● **Try it**
Rewrite the records from the first line through the line containing "negative clicks: (501, 297) (595, 398)", inclusive, as a Markdown table with the columns Row and Text. Number each line in Row, place the line itself in Text, and omit blank lines.
╭─ Material shown
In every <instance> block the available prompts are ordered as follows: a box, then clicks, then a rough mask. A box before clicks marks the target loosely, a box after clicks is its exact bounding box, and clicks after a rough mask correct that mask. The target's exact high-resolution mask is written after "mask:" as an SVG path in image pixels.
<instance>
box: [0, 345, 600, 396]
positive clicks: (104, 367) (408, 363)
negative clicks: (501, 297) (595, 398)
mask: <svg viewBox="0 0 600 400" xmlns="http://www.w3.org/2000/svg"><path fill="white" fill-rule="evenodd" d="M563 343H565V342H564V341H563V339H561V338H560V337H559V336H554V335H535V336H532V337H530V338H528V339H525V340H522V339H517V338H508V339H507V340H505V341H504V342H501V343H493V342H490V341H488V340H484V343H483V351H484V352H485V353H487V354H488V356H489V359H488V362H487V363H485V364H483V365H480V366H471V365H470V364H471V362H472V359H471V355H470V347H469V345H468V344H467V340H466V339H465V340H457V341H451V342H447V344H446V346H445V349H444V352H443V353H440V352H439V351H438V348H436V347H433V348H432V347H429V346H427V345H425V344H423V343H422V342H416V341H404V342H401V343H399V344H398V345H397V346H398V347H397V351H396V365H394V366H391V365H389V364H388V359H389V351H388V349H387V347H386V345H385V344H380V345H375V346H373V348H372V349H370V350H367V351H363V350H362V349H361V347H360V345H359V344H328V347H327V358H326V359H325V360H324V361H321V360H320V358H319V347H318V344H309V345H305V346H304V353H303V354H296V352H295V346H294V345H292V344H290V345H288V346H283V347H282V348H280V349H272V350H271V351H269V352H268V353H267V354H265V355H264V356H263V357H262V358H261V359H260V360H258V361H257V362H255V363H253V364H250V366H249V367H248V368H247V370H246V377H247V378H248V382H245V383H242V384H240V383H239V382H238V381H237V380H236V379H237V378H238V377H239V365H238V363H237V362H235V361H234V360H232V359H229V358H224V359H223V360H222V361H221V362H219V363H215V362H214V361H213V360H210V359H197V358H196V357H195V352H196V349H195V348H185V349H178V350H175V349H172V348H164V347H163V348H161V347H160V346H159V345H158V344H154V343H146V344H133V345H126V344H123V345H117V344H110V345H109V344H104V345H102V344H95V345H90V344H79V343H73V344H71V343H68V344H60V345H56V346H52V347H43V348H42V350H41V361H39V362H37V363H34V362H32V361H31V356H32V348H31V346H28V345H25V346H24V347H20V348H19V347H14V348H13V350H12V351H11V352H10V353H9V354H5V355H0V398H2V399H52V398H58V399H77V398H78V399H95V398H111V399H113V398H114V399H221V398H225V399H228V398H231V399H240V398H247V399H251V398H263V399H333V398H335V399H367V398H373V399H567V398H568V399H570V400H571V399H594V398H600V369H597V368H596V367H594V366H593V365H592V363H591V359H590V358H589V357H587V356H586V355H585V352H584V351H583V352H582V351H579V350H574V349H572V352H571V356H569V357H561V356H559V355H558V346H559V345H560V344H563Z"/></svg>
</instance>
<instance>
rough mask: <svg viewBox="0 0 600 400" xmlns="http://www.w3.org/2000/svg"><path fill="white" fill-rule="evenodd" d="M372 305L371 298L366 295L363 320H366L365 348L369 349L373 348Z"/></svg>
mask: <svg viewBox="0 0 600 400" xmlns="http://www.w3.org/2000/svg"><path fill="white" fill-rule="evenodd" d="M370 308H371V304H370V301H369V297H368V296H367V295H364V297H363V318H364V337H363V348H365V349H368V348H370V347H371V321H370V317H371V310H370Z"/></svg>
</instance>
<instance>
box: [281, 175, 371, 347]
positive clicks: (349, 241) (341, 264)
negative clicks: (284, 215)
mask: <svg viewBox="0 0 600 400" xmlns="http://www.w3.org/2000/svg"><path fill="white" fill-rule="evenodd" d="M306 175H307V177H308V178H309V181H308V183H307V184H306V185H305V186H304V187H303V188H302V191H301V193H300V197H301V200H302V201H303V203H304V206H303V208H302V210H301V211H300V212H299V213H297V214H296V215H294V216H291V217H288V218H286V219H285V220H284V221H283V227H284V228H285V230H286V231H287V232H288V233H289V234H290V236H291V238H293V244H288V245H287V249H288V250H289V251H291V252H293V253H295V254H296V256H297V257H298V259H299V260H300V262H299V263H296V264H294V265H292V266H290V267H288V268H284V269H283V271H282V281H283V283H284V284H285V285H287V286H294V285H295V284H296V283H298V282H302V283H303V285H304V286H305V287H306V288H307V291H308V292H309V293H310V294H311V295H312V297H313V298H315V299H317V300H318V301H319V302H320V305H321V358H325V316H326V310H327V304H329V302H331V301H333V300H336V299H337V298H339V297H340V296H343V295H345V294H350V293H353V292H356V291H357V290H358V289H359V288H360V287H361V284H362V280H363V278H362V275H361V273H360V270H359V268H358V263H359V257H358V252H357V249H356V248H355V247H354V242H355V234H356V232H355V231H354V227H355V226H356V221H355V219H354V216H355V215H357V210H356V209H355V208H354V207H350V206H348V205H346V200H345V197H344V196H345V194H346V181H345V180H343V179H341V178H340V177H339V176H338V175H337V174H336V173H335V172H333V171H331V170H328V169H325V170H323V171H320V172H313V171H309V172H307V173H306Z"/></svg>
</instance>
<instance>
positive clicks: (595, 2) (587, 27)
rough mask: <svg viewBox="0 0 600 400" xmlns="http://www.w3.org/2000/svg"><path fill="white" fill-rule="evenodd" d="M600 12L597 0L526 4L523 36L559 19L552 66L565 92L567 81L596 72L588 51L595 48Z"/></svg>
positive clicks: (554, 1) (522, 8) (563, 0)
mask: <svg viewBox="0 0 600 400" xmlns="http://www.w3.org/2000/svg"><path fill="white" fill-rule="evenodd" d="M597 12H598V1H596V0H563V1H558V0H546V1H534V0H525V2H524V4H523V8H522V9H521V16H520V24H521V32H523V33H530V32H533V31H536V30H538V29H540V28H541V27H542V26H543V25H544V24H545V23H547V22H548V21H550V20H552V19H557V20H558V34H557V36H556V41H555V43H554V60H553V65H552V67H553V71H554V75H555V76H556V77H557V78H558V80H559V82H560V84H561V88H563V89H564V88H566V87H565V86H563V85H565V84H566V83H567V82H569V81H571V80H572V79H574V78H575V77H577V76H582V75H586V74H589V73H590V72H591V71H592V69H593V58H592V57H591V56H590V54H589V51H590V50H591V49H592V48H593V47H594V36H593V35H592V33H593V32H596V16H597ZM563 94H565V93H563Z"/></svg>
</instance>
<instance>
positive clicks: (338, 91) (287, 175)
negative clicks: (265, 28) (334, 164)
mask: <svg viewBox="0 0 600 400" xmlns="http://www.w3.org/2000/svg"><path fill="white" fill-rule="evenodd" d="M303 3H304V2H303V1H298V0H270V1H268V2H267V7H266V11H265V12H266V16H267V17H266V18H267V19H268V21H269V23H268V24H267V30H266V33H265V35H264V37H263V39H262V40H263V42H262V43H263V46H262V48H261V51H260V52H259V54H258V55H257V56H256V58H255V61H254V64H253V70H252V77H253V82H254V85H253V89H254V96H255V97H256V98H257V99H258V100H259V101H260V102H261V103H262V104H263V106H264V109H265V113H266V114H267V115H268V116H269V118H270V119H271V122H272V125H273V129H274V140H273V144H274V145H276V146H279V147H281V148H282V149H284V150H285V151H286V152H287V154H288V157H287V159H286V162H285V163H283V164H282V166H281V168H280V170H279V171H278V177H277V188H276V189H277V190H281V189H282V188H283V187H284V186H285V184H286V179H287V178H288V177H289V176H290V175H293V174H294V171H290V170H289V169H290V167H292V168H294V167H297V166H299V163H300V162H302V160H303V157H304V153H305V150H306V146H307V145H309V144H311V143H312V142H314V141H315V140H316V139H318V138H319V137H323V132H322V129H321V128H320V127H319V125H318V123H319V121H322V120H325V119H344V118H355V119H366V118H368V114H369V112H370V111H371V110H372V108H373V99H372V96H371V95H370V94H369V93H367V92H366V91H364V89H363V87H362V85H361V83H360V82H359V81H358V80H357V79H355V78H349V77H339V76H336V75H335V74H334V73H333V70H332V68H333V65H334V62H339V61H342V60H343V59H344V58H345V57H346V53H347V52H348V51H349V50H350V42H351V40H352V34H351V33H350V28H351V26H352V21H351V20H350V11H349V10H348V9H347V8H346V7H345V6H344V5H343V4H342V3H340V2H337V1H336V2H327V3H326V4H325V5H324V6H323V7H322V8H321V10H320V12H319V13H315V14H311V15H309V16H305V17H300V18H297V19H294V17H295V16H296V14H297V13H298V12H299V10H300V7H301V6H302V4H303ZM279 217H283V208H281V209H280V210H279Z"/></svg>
╰─
● **Answer to the exercise**
| Row | Text |
|---|---|
| 1 | In every <instance> block the available prompts are ordered as follows: a box, then clicks, then a rough mask. A box before clicks marks the target loosely, a box after clicks is its exact bounding box, and clicks after a rough mask correct that mask. The target's exact high-resolution mask is written after "mask:" as an SVG path in image pixels. |
| 2 | <instance> |
| 3 | box: [0, 345, 600, 396] |
| 4 | positive clicks: (104, 367) (408, 363) |
| 5 | negative clicks: (501, 297) (595, 398) |